═══ Estratto del documento

Come l’ISIS costruisce le sue bombe

Comprando componenti dal mercato legale, che è molto meno sicuro di quanto ci si aspetterebbe

di Thomas Gibbons-Neff – Washington Post

L'esplosione di un'autobomba dell'ISIS nella città curda di Kobane, in Siria, nell'ottobre 2014. (Gokhan Sahin/Getty Images)
L'esplosione di un'autobomba dell'ISIS nella città curda di Kobane, in Siria, nell'ottobre 2014. (Gokhan Sahin/Getty Images)

Uno degli elementi fondamentali dell’arsenale dello Stato Islamico sono senza dubbio gli ordigni esplosivi improvvisati, o IED (l’acronimo inglese di improvised explosive device), che sono diventati essenziali per le capacità di difesa e attacco dell’ISIS mentre cerca di mantenere il controllo sui suoi territori in Iraq e Siria.

La versione moderna degli IED è stata sviluppata nei primi anni dell’ultima guerra in Iraq, quando alcuni gruppi ribelli iniziarono ad attaccare veicoli e pattuglie americani con bombe nascoste, assemblate mettendo insieme pezzi di altre bombe inesplose, prodotti industriali e qualsiasi altro materiale possa essere messo in un contenitore e fatto scoppiare. Combattere queste armi diventò una sorta di partita di scacchi per gli Stati Uniti e i suoi alleati impegnati in Iraq e Afghanistan. Per ogni dispositivo che gli americani mettevano in campo, il nemico sviluppava un’arma capace perlomeno di danneggiarlo. Ma oggi che le guerre di occupazione degli Stati Uniti sono vicine al termine, gruppi come lo Stato Islamico – che combattono nemici sprovvisti delle stesse armi messe in campo dagli Stati Uniti in passato – stanno fabbricando armi su scala quasi industriale.

══════
═══ Dati disponibili

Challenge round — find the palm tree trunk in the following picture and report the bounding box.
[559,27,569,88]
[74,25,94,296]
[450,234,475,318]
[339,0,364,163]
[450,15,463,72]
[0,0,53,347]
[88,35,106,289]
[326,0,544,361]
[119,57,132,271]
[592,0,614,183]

══════

Secondo l'estratto sulle bombe dell'ISIS, in quale periodo è stata sviluppata la versione moderna degli IED?

Nei primi anni dell'ultima guerra in Iraq.